• **Document**:
_____
Although FIG. 2 illustrates two datasets 210a, 210b, other embodiments of the database 120 include more than two datasets 210. Further, although each dataset 210a, 210b is depicted in FIG. 2 as having one record 220a, 220b respectively, other embodiments of the database 120 have a dataset 210 that comprises a plurality of records 220. Several of these embodiments will be discussed in further detail below.

An example translation function pool 130 is illustrated in FIG. 3. The translation function pool 130 of FIG. 3 comprises three key value translation functions 310a, 310b, 310c. Each of the key value translations 310a, 310b, 310c specify a translation scheme between a primary key 240 value (represented by the variable x) and a foreign key 250 value (represented by the variable y). For example, the key value translation function 310a multiplies a primary key 240 value by ten, then subtracts one, to determine a corresponding foreign key 250 value.

Although FIG. 3 illustrates key value translation functions 310a-c that map a primary key 240a to a foreign key 250a value, the inverse of the functions 310a-c depicted in FIG. 3 map the foreign key 250a back to the primary key 240a. Thus, to determine the primary key 240a value from the foreign key 250a value according to key value translation function 310a, one is added to the foreign key 250a value, and the result is divided by ten. Accordingly, despite the functions 310a-c being depicted in FIG. 3 in the form f(x)=y for purposes of explanation, a key value translation function 310 allows for any one of the primary key 240a and the foreign key 250a values to be determined from the other, either directly or by extrapolation (e.g., by applying logical mathematical properties).

Further, although the key value translation functions 310a-c are depicted in FIG. 3 as mathematical expressions, a key value translation function 310 may include other ways of translating between primary key 240 and foreign key 250 values. Other examples of key value translation functions 310 include, but are not limited to, applying a cipher (e.g., a substitution cipher), bit-shifting, converting, compressing/decompressing, encrypting/decrypting, and/or encoding/decoding between the values.

The particular key value translation function 310 to be used to maintain referential integrity between datasets 210 of the database 120 may be identified in various ways, depending on the embodiment. For example, in one embodiment, the key value translation functions 310a-c in the translation function pool 130 are predefined, and the particular key value translation function 310 to be used to maintain referential integrity between datasets 210a-b of the database 120 is selected by the computing device 110 at random.

In another embodiment, a key value translation function 310 is user-specified and received in a database command that identifies the datasets 210a-b to be related. The received key value translation function 310 is then stored in the translation function pool 130 for future use.

In another embodiment, the key value translation function 310 is generated by computing device 110 and stored in the translation function pool 130 for future use in response to a database command. For example, the computing device 110 may randomly generate coefficients to plug into a base polynomial formula. As one simple example, the computing device may use a base polynomial formula of Ax²+Bx−C=y, wherein x is the value of the primary key 240, y is the value of the foreign key 250, and the values of A, B, and C are randomly-generated coefficients that the computing device 110 generates in response to the database command. In such an example, if the computing device 110 generates values for A, B, and C of 5, 2, and 1, respectively, the resulting key value translation function 310c would be 5x²+2x−1=y. The generated key value translation function 310c is then stored in the translation function pool 130 for future use.
_____
• **Task list**:
- a) Answer these questions about the passage on key value translation functions:
(i) How many key value translation functions does the translation function pool of FIG. 3 comprise?
(ii) When the functions in the pool are predefined, how does the computing device 110 select the one to use?
(iii) What base polynomial formula is given as one simple example?
- b) Write out the part of the passage on key value translation functions starting at "Further, although the" and ending at "between the values.", word for word.
- c) What comes next in the passage on key value translation functions? Write the next part, picking up after its last sentence.
_____
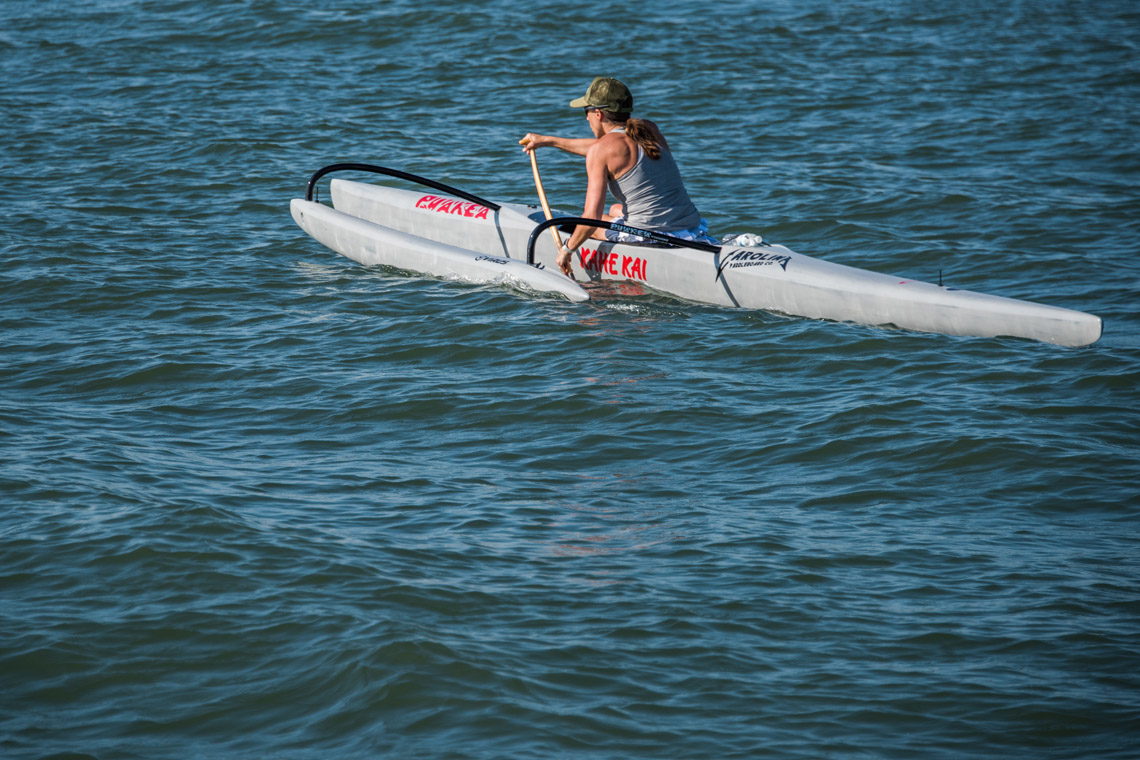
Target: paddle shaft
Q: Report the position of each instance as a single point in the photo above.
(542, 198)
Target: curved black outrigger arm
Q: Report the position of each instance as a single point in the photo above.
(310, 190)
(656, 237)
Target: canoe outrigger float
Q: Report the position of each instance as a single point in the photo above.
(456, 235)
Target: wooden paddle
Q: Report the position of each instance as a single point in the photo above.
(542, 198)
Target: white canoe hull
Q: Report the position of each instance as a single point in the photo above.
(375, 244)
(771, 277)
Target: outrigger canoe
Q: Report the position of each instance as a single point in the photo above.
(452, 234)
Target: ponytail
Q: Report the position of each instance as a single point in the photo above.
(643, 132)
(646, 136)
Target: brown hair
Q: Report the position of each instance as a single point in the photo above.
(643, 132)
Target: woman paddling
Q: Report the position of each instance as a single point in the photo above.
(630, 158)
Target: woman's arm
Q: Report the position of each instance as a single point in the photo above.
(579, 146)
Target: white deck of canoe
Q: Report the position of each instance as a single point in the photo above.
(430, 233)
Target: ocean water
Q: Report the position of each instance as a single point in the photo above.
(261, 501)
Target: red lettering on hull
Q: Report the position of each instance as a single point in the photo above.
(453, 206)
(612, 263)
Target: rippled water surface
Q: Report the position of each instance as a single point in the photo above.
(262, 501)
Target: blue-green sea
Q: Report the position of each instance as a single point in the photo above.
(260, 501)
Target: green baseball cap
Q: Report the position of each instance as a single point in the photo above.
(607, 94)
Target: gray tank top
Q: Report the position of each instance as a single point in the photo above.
_____
• **Results of the exercise**:
- a)
(i) Three (310a, 310b, 310c).
(ii) At random.
(iii) Ax²+Bx−C=y.

- b)
Further, although the key value translation functions 310a-c are depicted in FIG. 3 as mathematical expressions, a key value translation function 310 may include other ways of translating between primary key 240 and foreign key 250 values. Other examples of key value translation functions 310 include, but are not limited to, applying a cipher (e.g., a substitution cipher), bit-shifting, converting, compressing/decompressing, encrypting/decrypting, and/or encoding/decoding between the values.

- c)
Identifying a key value translation function 310 may, according to embodiments, be handled autonomously by the computing device 110, or may be responsive to a database command received by the computing device 110. When performed in response to a database command, such a command be formatted according to the syntax “<INSTUCTION> RI <CHILD>(FK) ON <PARENT>(PK) USING <INDICATOR>.” In such an example, <INSTRUCTION> indicates whether a new relationship should be created or an existing relationship should be modified between datasets 210. RI indicates that the command relates to referential integrity between datasets 210. <CHILD> is an identifier that identifies the child dataset of the relationship (e.g., dataset 210b). FK identifies which field in the records 220 of the child 210 is the foreign key 250. PARENT is an identifier that identifies the parent dataset 210 of the relationship (e.g., dataset 210a). PK identifies which field in the records 220 of the parent 210 is the primary key 240. USING indicates that a key value translation function 310 should be used for maintaining referential integrity between the parent and child. <INDICATOR> is a key translation indicator that identifies the key value translation function.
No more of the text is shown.